**What the exercise asks**
Without the pictures, return each record as it appears.

**Input data**
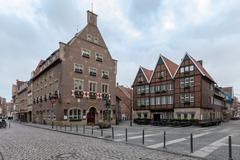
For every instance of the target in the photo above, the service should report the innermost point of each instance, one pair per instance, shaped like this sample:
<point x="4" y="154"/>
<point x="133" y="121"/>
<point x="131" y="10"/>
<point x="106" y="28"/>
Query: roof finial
<point x="92" y="6"/>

**Solution for this exercise**
For every instance of the target in the photo above, the service should report the innermost point of each instance, one pair per instance, shaped like this sample:
<point x="4" y="154"/>
<point x="133" y="121"/>
<point x="131" y="10"/>
<point x="106" y="28"/>
Query: roof finial
<point x="92" y="6"/>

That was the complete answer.